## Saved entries
※ ※ ※

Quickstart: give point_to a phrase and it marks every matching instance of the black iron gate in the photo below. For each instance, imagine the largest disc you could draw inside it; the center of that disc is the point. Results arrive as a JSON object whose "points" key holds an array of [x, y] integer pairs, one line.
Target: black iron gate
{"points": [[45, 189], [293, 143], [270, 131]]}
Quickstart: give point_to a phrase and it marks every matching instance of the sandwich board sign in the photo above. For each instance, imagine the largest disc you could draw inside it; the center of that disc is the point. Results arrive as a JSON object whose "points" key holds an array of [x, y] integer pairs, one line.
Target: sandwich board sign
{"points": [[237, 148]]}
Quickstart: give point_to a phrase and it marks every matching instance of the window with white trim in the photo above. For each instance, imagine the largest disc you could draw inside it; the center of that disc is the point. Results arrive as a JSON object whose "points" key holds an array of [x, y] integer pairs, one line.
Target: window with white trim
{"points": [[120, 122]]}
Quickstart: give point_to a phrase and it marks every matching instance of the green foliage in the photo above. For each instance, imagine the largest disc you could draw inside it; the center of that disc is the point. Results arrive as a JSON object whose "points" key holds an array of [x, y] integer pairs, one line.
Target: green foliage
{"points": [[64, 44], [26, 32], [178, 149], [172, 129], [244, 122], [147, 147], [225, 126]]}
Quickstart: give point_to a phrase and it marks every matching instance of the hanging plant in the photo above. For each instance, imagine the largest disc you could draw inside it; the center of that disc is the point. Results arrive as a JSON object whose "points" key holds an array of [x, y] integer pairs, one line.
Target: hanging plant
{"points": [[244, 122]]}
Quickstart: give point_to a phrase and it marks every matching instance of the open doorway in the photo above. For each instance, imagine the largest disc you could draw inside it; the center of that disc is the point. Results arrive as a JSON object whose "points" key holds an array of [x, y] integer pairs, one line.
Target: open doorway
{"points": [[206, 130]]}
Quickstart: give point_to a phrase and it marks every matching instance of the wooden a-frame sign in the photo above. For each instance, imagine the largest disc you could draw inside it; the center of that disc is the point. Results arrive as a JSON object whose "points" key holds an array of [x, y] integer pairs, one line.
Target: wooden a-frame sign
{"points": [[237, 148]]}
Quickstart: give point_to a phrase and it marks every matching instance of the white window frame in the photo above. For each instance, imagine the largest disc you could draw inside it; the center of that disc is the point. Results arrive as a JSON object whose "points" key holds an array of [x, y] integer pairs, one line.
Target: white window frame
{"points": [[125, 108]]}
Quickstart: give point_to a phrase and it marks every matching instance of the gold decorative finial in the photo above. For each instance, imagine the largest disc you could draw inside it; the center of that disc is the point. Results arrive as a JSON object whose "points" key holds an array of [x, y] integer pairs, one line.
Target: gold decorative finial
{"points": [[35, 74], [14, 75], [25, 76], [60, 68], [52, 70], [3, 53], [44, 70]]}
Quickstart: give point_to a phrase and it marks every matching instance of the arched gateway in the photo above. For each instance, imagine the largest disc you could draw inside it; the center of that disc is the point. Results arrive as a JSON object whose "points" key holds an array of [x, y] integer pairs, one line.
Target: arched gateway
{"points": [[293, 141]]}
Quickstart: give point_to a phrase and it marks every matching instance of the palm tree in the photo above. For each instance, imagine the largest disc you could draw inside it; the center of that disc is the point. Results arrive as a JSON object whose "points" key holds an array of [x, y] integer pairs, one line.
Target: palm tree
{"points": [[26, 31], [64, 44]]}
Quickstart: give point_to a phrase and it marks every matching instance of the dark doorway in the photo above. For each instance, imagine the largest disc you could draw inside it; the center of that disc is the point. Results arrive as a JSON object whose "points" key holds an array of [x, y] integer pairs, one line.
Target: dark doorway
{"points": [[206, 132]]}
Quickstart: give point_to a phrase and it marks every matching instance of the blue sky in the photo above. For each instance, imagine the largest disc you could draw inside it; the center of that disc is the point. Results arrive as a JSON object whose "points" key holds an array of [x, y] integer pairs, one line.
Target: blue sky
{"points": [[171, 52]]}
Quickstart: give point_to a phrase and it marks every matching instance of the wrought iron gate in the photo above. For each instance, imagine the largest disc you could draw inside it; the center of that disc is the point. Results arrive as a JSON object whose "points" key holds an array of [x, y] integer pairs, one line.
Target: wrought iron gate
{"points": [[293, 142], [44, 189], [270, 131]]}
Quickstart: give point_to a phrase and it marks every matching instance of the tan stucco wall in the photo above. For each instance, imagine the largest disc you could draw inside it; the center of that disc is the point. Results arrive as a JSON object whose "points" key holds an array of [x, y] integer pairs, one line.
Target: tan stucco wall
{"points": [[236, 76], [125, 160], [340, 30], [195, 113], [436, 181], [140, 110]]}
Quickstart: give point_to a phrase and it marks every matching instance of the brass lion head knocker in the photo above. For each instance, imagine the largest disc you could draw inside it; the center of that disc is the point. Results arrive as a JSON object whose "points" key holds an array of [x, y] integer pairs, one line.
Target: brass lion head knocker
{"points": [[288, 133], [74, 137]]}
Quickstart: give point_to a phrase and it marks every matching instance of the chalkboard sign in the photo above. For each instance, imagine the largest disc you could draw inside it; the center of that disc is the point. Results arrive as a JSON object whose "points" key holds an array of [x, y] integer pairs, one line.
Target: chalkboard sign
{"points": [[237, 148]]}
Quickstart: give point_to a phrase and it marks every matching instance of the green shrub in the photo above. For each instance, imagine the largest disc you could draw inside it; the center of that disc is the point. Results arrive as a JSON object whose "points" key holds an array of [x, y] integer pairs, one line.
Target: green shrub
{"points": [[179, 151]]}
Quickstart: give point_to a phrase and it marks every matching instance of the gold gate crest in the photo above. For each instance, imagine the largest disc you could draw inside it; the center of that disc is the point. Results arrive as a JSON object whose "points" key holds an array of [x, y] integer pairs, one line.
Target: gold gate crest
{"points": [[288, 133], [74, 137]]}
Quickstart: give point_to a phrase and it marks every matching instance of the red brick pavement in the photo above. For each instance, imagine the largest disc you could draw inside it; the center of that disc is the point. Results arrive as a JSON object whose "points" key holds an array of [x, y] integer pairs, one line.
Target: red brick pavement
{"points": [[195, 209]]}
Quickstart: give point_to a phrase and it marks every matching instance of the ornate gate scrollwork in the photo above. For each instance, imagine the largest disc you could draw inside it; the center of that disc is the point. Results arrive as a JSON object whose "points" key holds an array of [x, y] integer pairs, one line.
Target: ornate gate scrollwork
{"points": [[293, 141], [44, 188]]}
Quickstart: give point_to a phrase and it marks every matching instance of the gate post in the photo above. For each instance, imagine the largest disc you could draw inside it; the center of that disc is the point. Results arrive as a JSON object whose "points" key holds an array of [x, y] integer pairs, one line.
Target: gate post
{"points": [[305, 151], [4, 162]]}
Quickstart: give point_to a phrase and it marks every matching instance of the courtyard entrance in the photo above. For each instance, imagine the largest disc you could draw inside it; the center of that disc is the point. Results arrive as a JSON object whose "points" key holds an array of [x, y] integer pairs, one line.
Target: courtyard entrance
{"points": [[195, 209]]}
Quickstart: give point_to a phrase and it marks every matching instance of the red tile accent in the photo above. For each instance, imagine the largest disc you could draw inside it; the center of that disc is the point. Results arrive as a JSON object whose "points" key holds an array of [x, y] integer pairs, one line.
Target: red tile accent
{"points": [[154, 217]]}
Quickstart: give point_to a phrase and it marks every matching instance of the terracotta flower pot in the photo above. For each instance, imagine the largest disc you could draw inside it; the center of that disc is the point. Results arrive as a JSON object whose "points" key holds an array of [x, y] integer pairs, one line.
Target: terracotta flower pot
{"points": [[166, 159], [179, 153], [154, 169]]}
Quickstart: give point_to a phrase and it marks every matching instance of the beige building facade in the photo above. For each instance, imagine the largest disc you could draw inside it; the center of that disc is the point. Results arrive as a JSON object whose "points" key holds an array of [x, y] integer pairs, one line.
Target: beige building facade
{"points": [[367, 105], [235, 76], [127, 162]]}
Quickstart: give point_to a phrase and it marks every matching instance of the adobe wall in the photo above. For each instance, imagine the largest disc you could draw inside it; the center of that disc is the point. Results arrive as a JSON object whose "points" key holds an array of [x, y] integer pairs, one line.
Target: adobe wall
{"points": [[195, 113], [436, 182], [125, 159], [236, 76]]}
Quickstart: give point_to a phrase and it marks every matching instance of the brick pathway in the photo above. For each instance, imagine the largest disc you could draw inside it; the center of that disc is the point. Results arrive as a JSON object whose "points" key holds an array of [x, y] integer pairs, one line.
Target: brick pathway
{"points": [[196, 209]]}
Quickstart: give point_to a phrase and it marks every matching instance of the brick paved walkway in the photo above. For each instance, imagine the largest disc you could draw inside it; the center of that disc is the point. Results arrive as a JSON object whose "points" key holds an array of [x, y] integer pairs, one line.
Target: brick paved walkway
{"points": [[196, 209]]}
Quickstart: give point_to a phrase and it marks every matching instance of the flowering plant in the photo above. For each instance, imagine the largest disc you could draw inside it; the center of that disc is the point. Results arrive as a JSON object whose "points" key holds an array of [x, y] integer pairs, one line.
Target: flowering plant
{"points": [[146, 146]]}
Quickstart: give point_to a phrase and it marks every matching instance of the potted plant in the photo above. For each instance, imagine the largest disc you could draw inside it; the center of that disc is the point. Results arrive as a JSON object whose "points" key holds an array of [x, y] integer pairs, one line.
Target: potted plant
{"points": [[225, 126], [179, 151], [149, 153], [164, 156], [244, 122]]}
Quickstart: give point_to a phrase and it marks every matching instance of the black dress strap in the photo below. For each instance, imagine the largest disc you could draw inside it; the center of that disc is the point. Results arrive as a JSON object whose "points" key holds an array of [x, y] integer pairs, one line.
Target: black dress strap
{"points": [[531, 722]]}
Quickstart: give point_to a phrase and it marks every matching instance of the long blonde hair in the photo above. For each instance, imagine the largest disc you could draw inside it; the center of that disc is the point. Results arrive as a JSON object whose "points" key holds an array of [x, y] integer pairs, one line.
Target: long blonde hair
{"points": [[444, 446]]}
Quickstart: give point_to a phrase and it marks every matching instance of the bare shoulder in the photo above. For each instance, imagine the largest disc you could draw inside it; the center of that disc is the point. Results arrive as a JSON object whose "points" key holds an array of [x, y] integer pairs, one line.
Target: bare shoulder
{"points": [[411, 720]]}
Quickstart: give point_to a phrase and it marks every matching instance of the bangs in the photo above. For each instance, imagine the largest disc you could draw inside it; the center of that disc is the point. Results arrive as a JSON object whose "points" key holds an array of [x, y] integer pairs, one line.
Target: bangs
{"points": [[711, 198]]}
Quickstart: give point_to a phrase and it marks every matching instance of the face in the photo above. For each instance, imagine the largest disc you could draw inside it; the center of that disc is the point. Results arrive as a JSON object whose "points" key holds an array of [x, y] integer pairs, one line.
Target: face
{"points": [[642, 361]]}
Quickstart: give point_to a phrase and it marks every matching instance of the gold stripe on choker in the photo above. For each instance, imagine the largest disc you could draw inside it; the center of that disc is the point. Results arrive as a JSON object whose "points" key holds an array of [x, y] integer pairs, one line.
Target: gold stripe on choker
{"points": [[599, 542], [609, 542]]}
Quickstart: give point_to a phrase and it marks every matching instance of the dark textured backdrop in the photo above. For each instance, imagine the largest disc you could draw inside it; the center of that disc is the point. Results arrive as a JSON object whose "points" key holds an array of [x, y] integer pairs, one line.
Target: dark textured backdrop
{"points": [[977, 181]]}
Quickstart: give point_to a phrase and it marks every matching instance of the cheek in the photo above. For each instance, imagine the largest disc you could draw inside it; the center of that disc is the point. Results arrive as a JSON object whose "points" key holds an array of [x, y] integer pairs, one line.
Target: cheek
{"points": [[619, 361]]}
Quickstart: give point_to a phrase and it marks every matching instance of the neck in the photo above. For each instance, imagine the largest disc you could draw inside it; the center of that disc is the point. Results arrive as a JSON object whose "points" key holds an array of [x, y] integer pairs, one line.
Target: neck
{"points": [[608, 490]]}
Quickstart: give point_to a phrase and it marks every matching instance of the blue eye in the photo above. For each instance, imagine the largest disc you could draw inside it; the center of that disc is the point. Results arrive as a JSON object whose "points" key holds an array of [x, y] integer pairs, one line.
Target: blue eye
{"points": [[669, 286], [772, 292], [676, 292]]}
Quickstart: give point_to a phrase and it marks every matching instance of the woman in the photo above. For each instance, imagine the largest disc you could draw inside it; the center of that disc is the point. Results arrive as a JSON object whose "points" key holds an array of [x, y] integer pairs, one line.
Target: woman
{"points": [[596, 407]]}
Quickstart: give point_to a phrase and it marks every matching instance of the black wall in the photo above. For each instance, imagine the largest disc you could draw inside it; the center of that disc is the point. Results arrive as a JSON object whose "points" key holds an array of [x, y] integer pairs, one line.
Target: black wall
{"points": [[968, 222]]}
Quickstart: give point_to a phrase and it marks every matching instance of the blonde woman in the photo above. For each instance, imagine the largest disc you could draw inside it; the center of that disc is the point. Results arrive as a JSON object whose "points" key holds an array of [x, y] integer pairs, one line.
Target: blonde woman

※ ※ ※

## WORK TO COMPLETE
Please copy the lines in the records above between the one holding "Target: bangs" and the one holding "the gold stripe", inclusive, exactly and with no other line.

## RESULT BELOW
Target: bangs
{"points": [[711, 198]]}
Quickstart: give point_to a phrase and it marks every matching instance of the face in the photo above. For each instance, imagine the largest disc you could draw inside it; the center of that disc is the point. Results arrive as a JSON object whose "points" key holds an array of [x, y] integer pairs, one line.
Target: face
{"points": [[642, 361]]}
Quickstart: give point_to a phrase and it marks every matching instance of the gold stripe on choker in the photo above. For each instance, imagine the largest disc you could draw inside it; the center of that disc is the point. Results arrive as a JSON object whose "points" key holds an array of [x, y] integer pairs, one line.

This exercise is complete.